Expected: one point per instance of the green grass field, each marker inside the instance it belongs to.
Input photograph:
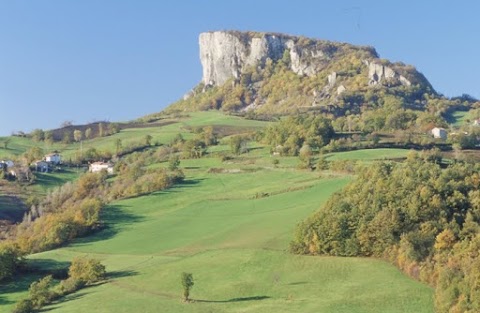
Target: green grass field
(235, 243)
(368, 154)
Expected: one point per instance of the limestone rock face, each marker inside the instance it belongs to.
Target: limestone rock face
(226, 54)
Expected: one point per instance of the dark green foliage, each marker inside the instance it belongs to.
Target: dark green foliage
(187, 284)
(9, 260)
(40, 292)
(422, 218)
(193, 148)
(238, 144)
(23, 306)
(85, 271)
(173, 163)
(70, 285)
(293, 132)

*Problem*
Copy the whole listing exactly, excluding the pictures in it.

*Task result*
Expected: one point per instance of the green grass field, each marker inside the instance it belongs to.
Input photograph:
Target: green grass field
(235, 243)
(368, 154)
Expected: one point per instance of the limestone rock face, each marker inside the instance it belongs to.
Target: limestone rock face
(226, 54)
Expected: one point per instance of the dark green foliage, each marker inside the instance it belongs to.
Target: dark green foliage
(187, 284)
(9, 260)
(40, 292)
(422, 218)
(193, 148)
(238, 144)
(23, 306)
(85, 271)
(173, 163)
(70, 285)
(293, 132)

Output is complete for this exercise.